§ Passage to read
=== Begin Enclosure ===

In 1990, a film was released with an unusual premise: five young students seek to uncover what happens after death by subjecting themselves to repeat near-death experiences. It all starts because Nelson Wright persuades his classmates that it is a good idea. He kills himself and is allowed to “flatline”, that is, to be medically dead, for a minute before he is resuscitated. In his experience, he sees a boy he
bullied when he was younger. His classmates all follow suit, each experiencing a different vision based on their own psychological hang-ups and problems.
Critics and everyday people alike were divided on whether Flatliners was a good film. On the one hand, it was seen as very original and entertaining, with plenty of twists and turns. The actors were thought to have done well for their age and experience levels. However some critics felt sold short in that the film never truly attempts to answer questions about life after death. Instead, it goes from an investigation into the afterlife, to an investigation into the human psyche, and the thoughts and experiences we all have when we want to tie up loose ends. But really, the concept seems to be deeper than just “Is there an afterlife?” Instead, the film asks us “Is there a life?” It raises the hypocrisy of wondering about an afterlife when, on our deathbeds, we would probably feel we could have done better. It delivers a strong message that, afterlife or not, we all want to die good people. Which may be a bit philosophical for a horror movie, but it works.
This year sees the release of the sequel, starring Ellen Page, Diego Luna, and Nina Dobrev. Kiefer Sutherland, star of the original film, returns as well. In this film we are expecting to see more of the same as the last one. The plot takes place twenty-eight years after the original story ends, and follows five medical students who, like in the original, begin conducting experiments in the hopes of living near-death experiences. And, like in the original, it takes a turn for the worse, with dark secrets emerging and the same weird side effects taking over the students.

=== End Enclosure ===

(Image-backed grounding data)
=== Begin Enclosure ===

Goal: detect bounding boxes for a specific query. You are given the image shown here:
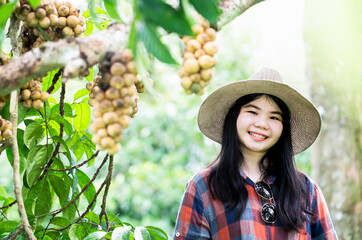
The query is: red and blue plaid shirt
[174,168,338,240]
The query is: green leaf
[29,0,41,9]
[69,223,89,240]
[73,102,91,131]
[0,221,19,234]
[84,212,100,225]
[128,21,138,53]
[103,0,122,22]
[42,69,62,93]
[84,231,107,240]
[74,88,89,101]
[49,175,70,203]
[138,21,177,64]
[24,122,44,148]
[50,103,75,118]
[27,145,51,187]
[112,226,132,240]
[34,178,52,216]
[83,66,94,82]
[52,217,71,228]
[0,2,16,50]
[138,0,193,36]
[50,114,73,136]
[134,227,151,240]
[146,226,168,240]
[77,169,96,207]
[189,0,221,24]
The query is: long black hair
[208,93,309,231]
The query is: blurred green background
[0,0,362,239]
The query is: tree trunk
[305,0,362,239]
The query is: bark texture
[0,0,263,96]
[0,24,128,96]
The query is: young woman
[174,68,337,240]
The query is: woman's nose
[254,116,269,129]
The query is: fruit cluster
[20,78,49,110]
[0,116,13,143]
[87,49,139,154]
[0,52,11,110]
[15,0,85,52]
[179,20,217,95]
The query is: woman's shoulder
[188,167,212,190]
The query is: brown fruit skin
[21,89,31,101]
[78,16,86,26]
[191,24,204,35]
[2,129,13,139]
[181,77,192,89]
[127,61,137,75]
[62,26,74,37]
[100,137,116,149]
[200,68,214,81]
[107,123,123,137]
[69,7,80,17]
[202,42,217,56]
[183,58,200,74]
[123,73,136,87]
[58,5,69,17]
[196,33,210,45]
[67,15,78,28]
[103,112,118,124]
[26,12,38,27]
[33,99,44,111]
[198,55,215,69]
[86,82,96,91]
[109,76,124,90]
[39,17,50,28]
[106,87,119,100]
[107,143,122,155]
[58,17,67,28]
[185,39,201,53]
[48,14,59,27]
[23,99,33,109]
[122,48,133,63]
[30,91,41,100]
[40,92,49,102]
[73,24,84,36]
[205,28,216,41]
[111,62,126,76]
[183,51,195,61]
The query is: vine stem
[99,155,113,231]
[10,90,36,240]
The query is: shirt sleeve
[173,180,211,240]
[311,184,338,240]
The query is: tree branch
[99,155,113,231]
[0,24,128,96]
[42,150,99,171]
[10,90,36,240]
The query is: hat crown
[248,67,283,83]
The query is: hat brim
[198,80,321,154]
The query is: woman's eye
[248,111,257,115]
[270,117,280,121]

=== End Enclosure ===

§ Problem 1
Reproduce the part of the Flatliners text starting with "In 1990, a film" and going on through "hang-ups and problems.".
§ Problem 2
Answer these questions using the Flatliners text:
(a) In what year was the original film released?
(b) For how long is Nelson Wright allowed to flatline before he is resuscitated?
(c) How many years after the original story ends does the sequel's plot take place?
§ Problem 3
Pick up the Flatliners text from its last sentence and continue it.

§ Exercise answer 1
In 1990, a film was released with an unusual premise: five young students seek to uncover what happens after death by subjecting themselves to repeat near-death experiences. It all starts because Nelson Wright persuades his classmates that it is a good idea. He kills himself and is allowed to “flatline”, that is, to be medically dead, for a minute before he is resuscitated. In his experience, he sees a boy he
bullied when he was younger. His classmates all follow suit, each experiencing a different vision based on their own psychological hang-ups and problems.

§ Exercise answer 2
(a) 1990
(b) For a minute
(c) Twenty-eight years

§ Exercise answer 3
The film is going to toe the line between a sequel, a reboot, and a tribute. It is going to be following a very similar plotline, only this time exploring different regrets, different traumas, and different solutions. It will also be attempting to iron out the kinks in the original film, such as its repetitiveness and how mundane the problems were. This may be exactly what the film needs, as the first was a little dull in terms of the students’ pasts. On the other hand, perhaps they need to be more ordinary and relatable for it to work? It is much harder to judge the characters when in many ways they resemble us.
But it is also a sequel, in that Kiefer Sutherland returns as his original character. We aren’t quite sure how he is going to fit into it, whether he is helping them, warning them off, etc, but the fact remains that almost three decades after the original film was released, a sequel, set almost three decades after the original film’s plot, will be featuring an older version of an original character. So perhaps we will see more sophistication, or perhaps what we will see is more of a tribute to the original film.
Which way they go will really set the tone of the film. If they decide to stick with the general feel of the original then we may be looking at a goofy, over the top, but highly polished film, something a B-movie fan would love. But if they decide to take a more serious route then maybe we are looking at a much scarier, much more modern, much higher quality film. We’ll have to wait and see.